==== PASSAGE TO READ

Scientists Unveil a Material So Powerful It Eliminates Superbugs on Command
Scientists in Switzerland have developed ultra-thin, graphene-based coatings capable of neutralizing dangerous hospital pathogens using nothing more than infrared light. In early testing, the material eliminated nearly all traces of one drug-resistant bacterial strain and over 90 percent of another. The research could mark a turning point in the global fight against antibiotic resistance.
The threat posed by drug-resistant microbes is no longer a distant warning, it is an unfolding crisis. Conventional antibiotics are losing ground against a growing number of pathogens, and existing antimicrobial coatings used on medical equipment carry their own problems, from allergic reactions to limited effectiveness against viruses. Researchers at Empa, the Swiss materials science institute within the ETH Domain, believe nanomaterials offer a way out.
At the heart of the effort is the Nanomaterials in Health Lab in St. Gallen, led by Peter Wick, who has spent more than two decades studying how specialized materials interact with the human body. His team is not simply iterating on existing solutions, they are building an entirely new class of antimicrobial technology, one that can be switched on and off with light.
A New Generation of Coatings Built From Graphene
The inspiration for the lab’s lead material came from a research partner at Palacký University Olomouc in the Czech Republic, whose team had been working with graphene, a carbon allotrope consisting of a single atomic layer. According to project lead Giacomo Reina, a chemist who joined Wick’s lab in 2023, the medical potential was immediately apparent.
The resulting material combines graphene oxide with polyvinyl alcohol, a plastic commonly found in the food industry. The coating is so thin it is invisible to the naked eye, meaning it can be applied to medical equipment without altering its appearance. Reina has since synthesized four distinct formulations, each designed to sharpen specific properties. As he notes, these are believed to be the first antimicrobial coatings based on graphene acid.
The requirements the team set for themselves were demanding. According to Reina, the nanomaterials must be not only antimicrobial, but also tissue-compatible, environmentally friendly, and chemically stable, a combination that existing metal-based coatings using silver, copper, or titanium dioxide have so far failed to fully deliver.
How Light Turns a Coating Into a Germ-Killer
The mechanism behind the material’s antimicrobial action is a precise chain reaction. When exposed to near-infrared light, the same type used in hospital pain therapy, the coating heats to around 44 degrees Celsius. According to the research team, this warmth alone weakens microbes, but the more significant effect is chemical: light triggers a reaction between the nanomaterial and ambient oxygen, generating highly reactive molecules known as oxygen radicals that attack and damage bacterial surfaces.

========
==== SUPPLIED ENTRIES

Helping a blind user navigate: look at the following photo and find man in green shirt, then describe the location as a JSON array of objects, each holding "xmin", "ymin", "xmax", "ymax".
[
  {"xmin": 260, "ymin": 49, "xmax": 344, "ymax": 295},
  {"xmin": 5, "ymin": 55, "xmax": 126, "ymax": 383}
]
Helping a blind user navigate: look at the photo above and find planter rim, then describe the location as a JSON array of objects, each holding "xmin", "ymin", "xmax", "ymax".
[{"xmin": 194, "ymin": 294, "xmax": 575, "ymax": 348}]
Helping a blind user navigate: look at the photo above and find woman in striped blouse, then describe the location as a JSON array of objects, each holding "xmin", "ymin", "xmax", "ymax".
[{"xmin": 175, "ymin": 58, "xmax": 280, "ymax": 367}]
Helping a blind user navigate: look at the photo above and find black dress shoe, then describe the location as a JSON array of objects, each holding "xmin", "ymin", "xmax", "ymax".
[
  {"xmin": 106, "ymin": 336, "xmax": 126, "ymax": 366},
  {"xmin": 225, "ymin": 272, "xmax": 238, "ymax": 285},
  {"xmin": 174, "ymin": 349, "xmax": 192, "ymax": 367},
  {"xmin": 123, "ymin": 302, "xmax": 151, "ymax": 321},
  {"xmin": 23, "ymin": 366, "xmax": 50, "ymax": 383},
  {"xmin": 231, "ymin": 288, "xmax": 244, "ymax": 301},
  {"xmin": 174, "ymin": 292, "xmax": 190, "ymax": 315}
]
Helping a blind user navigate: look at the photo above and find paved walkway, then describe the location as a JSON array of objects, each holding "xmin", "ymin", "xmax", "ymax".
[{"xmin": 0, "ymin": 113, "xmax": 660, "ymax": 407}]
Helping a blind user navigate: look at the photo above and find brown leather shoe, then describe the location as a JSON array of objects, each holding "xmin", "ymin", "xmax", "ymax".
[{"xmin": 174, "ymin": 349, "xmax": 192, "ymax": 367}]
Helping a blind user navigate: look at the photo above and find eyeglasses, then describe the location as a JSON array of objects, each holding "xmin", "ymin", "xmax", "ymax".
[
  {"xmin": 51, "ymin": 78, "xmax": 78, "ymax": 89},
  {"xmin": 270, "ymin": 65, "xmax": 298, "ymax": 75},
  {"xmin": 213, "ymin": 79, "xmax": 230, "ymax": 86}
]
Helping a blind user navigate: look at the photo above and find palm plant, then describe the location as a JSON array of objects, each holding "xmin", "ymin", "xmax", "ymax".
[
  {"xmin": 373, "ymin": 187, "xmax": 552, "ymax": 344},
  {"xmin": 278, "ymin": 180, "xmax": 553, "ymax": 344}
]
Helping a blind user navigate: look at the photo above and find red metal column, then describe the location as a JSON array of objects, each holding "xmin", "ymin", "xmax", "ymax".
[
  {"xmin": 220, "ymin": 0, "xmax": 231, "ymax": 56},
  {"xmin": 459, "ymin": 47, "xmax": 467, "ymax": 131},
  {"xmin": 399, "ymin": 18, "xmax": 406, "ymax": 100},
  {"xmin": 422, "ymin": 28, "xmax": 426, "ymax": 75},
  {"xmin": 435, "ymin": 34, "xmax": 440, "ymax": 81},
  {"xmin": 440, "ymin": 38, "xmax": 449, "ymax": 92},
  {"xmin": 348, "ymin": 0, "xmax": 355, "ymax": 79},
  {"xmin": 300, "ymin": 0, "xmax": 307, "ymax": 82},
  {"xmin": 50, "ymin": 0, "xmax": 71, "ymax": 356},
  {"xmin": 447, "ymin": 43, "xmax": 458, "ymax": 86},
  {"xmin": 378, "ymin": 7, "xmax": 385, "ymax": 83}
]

========

■ **ACTIVITIES**:
A. Answer these questions using the article on graphene-based antimicrobial coatings:
(i) In early testing, what share of the second drug-resistant bacterial strain did the material eliminate?
(ii) Which plastic is combined with graphene oxide in the coating?
(iii) To about what temperature does the coating heat when exposed to near-infrared light?
B. Continue the article on graphene-based antimicrobial coatings from the point where it stops.

■ **RESPONSES BY TASK**:
A.
(i) Over 90 percent
(ii) Polyvinyl alcohol
(iii) Around 44 degrees Celsius

B.
Crucially, infrared light can penetrate body tissue by up to two centimeters, making it possible to activate an implant coating from outside the body. The antimicrobial effect is also tunable. As Reina explains, the response can be switched on and off, or adjusted in intensity, simply by controlling the amount of light energy applied. Swapping infrared lamps for lasers enables even more surgical precision.
Wick described the process with evident enthusiasm, calling it a case of using physical energy to initiate a chemical reaction with real biological consequences. Testing in the Biointerfaces Lab confirmed the approach works: the first of the four materials eliminated close to 100 percent of one bacterial strain and around 91 percent of a second, results that, according to the team, outperform silver-based coatings currently in clinical use.
Dental Implants as the First Real-World Test
With proof of concept established, the team is now targeting a specific and pressing medical problem: infections caused by dental implants, which can in serious cases spread to the jawbone or throughout the body. Doctoral student Paula Bürgisser, who began her dissertation in summer 2025, is leading this line of inquiry under the joint supervision of Wick and Professor Roland Jung of the University of Zurich’s Center for Dental Medicine.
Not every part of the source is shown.